** begin Supplied data **

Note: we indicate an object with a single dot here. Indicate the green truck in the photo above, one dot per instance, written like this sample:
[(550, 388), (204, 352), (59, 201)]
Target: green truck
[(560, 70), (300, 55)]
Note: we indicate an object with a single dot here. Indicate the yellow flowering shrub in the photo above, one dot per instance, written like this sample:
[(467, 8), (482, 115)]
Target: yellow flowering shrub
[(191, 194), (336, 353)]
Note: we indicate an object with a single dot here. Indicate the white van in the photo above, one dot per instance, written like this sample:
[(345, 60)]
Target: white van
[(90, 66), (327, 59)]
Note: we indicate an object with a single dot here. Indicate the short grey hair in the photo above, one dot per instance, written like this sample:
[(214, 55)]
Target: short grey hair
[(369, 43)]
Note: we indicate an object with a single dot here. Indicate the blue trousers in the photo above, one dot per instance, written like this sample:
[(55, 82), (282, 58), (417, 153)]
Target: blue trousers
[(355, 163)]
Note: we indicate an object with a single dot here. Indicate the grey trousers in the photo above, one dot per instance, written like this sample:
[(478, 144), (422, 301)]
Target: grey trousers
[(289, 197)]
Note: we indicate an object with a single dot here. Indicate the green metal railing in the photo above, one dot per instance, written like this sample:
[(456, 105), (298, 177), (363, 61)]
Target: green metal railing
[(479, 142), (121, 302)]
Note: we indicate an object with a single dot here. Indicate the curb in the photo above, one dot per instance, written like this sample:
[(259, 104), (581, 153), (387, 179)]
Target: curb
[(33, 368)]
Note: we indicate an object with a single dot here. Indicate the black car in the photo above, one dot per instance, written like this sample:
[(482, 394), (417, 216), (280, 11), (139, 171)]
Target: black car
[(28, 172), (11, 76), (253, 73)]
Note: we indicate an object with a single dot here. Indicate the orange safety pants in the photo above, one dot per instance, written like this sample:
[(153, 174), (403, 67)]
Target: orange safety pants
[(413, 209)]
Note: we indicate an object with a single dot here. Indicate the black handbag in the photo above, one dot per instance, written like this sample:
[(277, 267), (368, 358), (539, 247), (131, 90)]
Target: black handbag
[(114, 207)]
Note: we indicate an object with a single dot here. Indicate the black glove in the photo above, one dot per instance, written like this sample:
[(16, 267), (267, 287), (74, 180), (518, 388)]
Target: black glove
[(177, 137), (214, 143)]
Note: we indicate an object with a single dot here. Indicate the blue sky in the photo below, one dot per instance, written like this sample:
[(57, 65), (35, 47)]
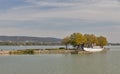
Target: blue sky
[(59, 18)]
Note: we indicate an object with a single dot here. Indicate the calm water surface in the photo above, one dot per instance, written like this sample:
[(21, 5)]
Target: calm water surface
[(97, 63)]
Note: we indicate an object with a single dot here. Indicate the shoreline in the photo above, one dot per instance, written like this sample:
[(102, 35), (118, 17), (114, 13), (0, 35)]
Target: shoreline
[(45, 51)]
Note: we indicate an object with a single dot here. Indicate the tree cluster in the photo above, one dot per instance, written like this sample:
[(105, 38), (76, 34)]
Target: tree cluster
[(79, 40)]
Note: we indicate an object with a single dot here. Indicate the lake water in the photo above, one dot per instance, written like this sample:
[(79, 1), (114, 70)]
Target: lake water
[(28, 47), (97, 63)]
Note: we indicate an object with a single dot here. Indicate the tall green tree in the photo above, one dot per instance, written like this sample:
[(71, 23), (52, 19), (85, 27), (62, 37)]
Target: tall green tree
[(76, 39), (102, 41), (91, 40), (66, 41)]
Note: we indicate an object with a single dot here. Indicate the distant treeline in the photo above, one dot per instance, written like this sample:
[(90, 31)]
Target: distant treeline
[(114, 44), (30, 43)]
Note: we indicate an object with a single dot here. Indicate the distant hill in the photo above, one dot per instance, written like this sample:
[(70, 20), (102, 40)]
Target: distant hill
[(28, 39)]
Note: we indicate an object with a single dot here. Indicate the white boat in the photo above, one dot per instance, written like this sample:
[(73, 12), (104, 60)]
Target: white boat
[(93, 49)]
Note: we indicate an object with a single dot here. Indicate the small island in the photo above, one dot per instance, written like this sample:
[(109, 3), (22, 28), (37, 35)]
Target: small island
[(77, 40)]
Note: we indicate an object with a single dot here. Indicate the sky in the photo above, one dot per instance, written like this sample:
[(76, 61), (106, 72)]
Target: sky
[(60, 18)]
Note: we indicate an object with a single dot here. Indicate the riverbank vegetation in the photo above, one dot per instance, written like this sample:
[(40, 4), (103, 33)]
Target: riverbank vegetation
[(78, 40)]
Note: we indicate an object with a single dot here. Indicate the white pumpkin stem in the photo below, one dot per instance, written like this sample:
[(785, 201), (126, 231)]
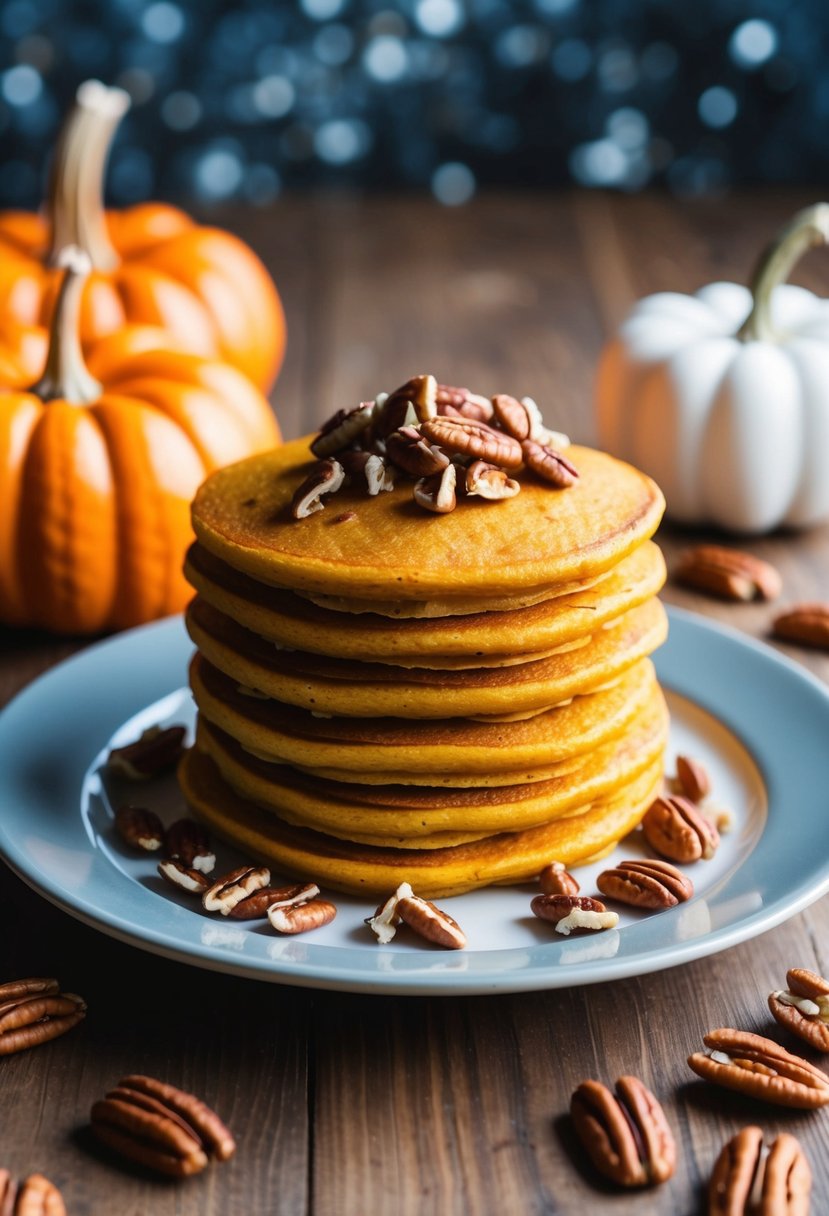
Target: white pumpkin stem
[(74, 206), (66, 375), (807, 230)]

** end Supplied data **

**Do this:**
Without the images, write out each line of the data verbatim.

**Complete answer:**
Note: we indicate an object with a single dot here. Indicate the green truck in the photo above, one dot per instance, written like this sample:
[(550, 388), (204, 352), (59, 201)]
Target: green truck
[(560, 70), (300, 55)]
Note: we indicate an object with a single dot here. Indicate the yellow flowering shrub in the photo above, one dot per instance, written like this sample:
[(467, 8), (482, 115)]
Target: yellow flowering shrub
[(191, 194), (336, 353)]
Note: we indicate an object with a single dot here. Indicate the white van in the photo above, one dot per instance, written like this sample:
[(345, 60)]
Target: white van
[(90, 66), (327, 59)]
Note: we indicate an object with a single dot here. Indicate the short grey hair in the photo above, one dot per instance, written like this sample:
[(214, 55)]
Target: short grey hair
[(369, 43)]
Note: we indicate an object with a single dot here. Indicate the blue trousers in the photo above, one dot per instance, written like this sample:
[(55, 82), (282, 58), (417, 153)]
Target: blue trousers
[(355, 163)]
Note: we indicate an object with a single dot here. Indicate the grey trousers in the photo above, one dot per instance, written like this sample:
[(478, 144), (422, 301)]
Target: grey trousers
[(289, 197)]
Note: we indicate an object with a single dot here. Indicate the green metal railing in the photo above, one dot per instance, written like this sample:
[(456, 105), (298, 177), (363, 61)]
Target: green metal railing
[(479, 142), (121, 302)]
Note: we indicate an object with a single dot here. Indicate the curb in the photo above, one dot per instance, written like this sample:
[(259, 104), (581, 153), (387, 179)]
Target: curb
[(33, 368)]
Note: we indicate an object with a single dot here. Indicate the black car in the photo above, one dot per instance, written like this sample:
[(482, 394), (417, 216), (280, 11), (139, 171)]
Target: black car
[(28, 172), (11, 76), (253, 73)]
Note: we indicate an object with a single dot here. Indicate the orange safety pants in the photo above, one dot per instance, written like this sample:
[(153, 174), (403, 67)]
Target: orange safety pants
[(413, 209)]
Note: we indicate an object with a single dot here. Indicate the black handbag in the photo above, one dot per instance, written like this sample:
[(277, 267), (368, 358), (539, 247), (131, 90)]
Target: black handbag
[(114, 207)]
Note: we indicate an object with a single dot here. Indicate the black glove in the photo above, one dot per instance, written like this sample:
[(16, 267), (267, 287), (74, 180), (518, 388)]
Target: black glove
[(177, 137), (214, 143)]
Note: we indicate an object with a single dot here. Indicate the blue sky in the photo below, one dot per instance, written like this sample:
[(57, 65), (35, 47)]
Target: blue sky
[(59, 18)]
Note: we indicate an object with a single dot here. Indicate the calm water surface in the photo above, one dot per instance, written like this sample:
[(21, 5)]
Target: calm water surface
[(97, 63)]
Note: we indicate an object with a single dot here. Indicate the shoreline in the photo above, one dot per instance, written like this sample:
[(102, 35), (118, 17), (114, 13), (0, 35)]
Target: shoreline
[(45, 51)]
Note: we indicate an object with a single dot here. Indicate the tree cluster in the photo above, one dot per instance, written like this sample:
[(105, 38), (76, 34)]
Target: tree cluster
[(79, 40)]
Note: we indicate an object with a single dot here. Indicate the lake water in the photo above, one dot per instance, written like this sample:
[(79, 1), (114, 70)]
Target: lake water
[(28, 47), (97, 63)]
Note: we indicate an object with a single dot here. Indicate the tall green tree in the photo above, one dot per instance, written like this sample:
[(71, 23), (52, 19), (85, 27), (62, 37)]
Target: tall green tree
[(76, 39), (102, 41), (91, 40), (66, 41)]
Note: we indicate an object with a single dot here. Indicate the distant treeline in the photo above, one dot per instance, written like this sample:
[(90, 31)]
Target: distant treeline
[(114, 44), (30, 43)]
Note: we indicate an object with a single dot here. Indicate the distant hill in the photo above, one dot per instance, written like this sample:
[(70, 20), (102, 40)]
Target: distant hill
[(28, 39)]
Note: we indicate an object with a single dot here. Indicate the white boat in the photo above, one dot per instance, written like this sample:
[(73, 12), (104, 60)]
Target: white boat
[(93, 49)]
Note: we indicate an object with a single dot here. Indicate the small island in the photo above, one dot per instance, written like this sample:
[(109, 3), (22, 28), (37, 35)]
Target: small island
[(77, 40)]
Note: we indicate an object with a single dot here. Indicate the sky in the photo above, one dot per instance, written like this sample:
[(76, 61), (106, 72)]
Target: sky
[(60, 18)]
Note: we indicate an object with a single dot here. Indicate the riverbank vegetation in the photo above, one dot per instance, written like this sample:
[(40, 4), (103, 33)]
Target: riverbank vegetation
[(78, 40)]
Note: we indicate an object with a single dot here. Indicate the white pumpkin stem in the photo below, one dot per instance, written like this sample:
[(785, 201), (126, 231)]
Target: white pumpkin stem
[(74, 206), (66, 375), (807, 230)]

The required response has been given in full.